#### ABOUT THIS TASK:
Every line below is to be set down again exactly; any image stays out.

[[ DATA SUPPLIED open ]]

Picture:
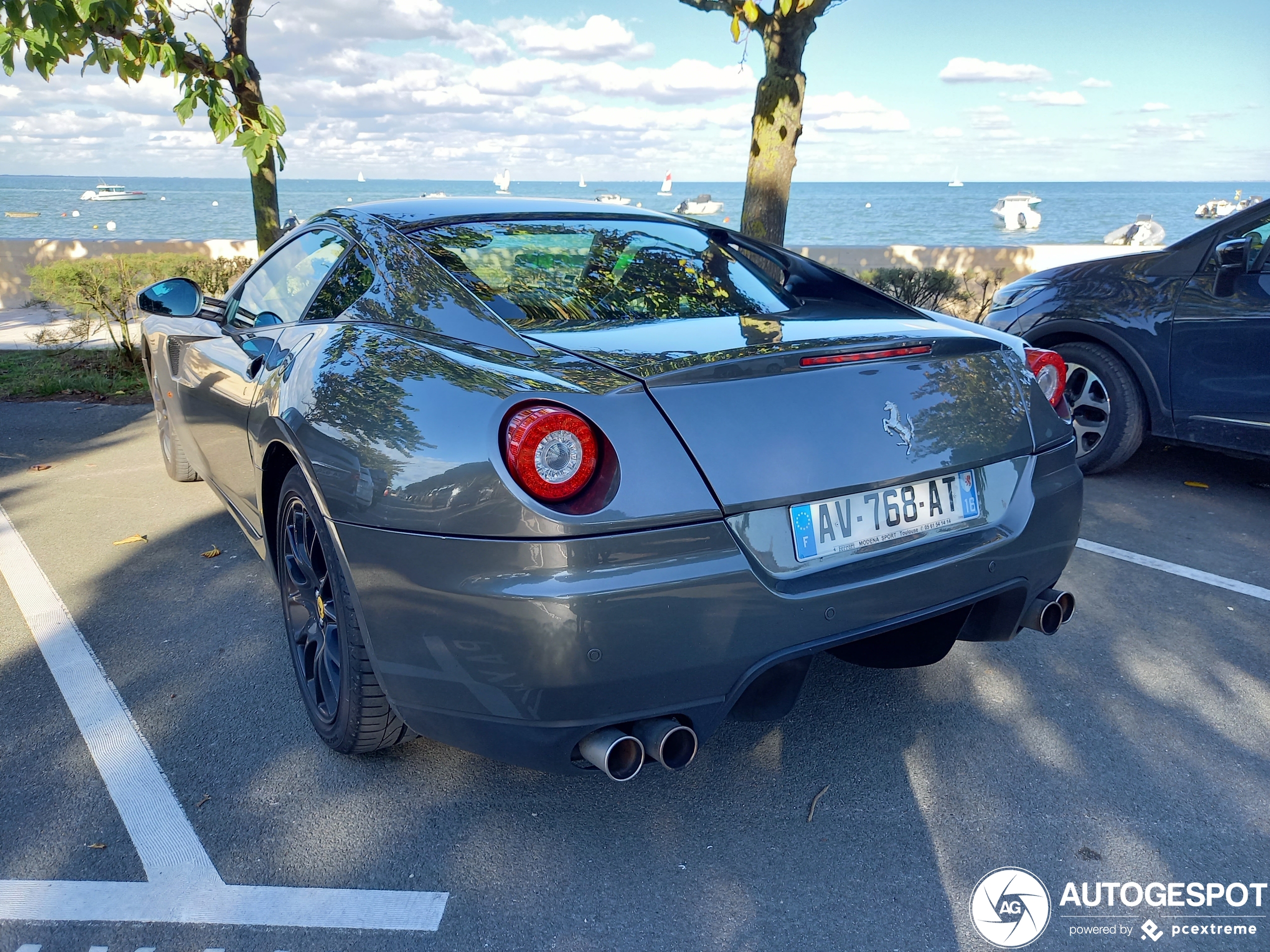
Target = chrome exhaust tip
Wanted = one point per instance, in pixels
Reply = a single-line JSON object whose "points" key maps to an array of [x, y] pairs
{"points": [[615, 752], [1066, 602], [1044, 615], [670, 743]]}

[[ DATA SUPPLIED closed ]]

#### SOLUTION BELOW:
Picture:
Target = chrome exhaust tip
Wanted = one point per instance, in pixels
Reply = a single-line JSON object whose "points" key maps to an array of [x, y] pairs
{"points": [[615, 752], [1066, 602], [1044, 615], [670, 743]]}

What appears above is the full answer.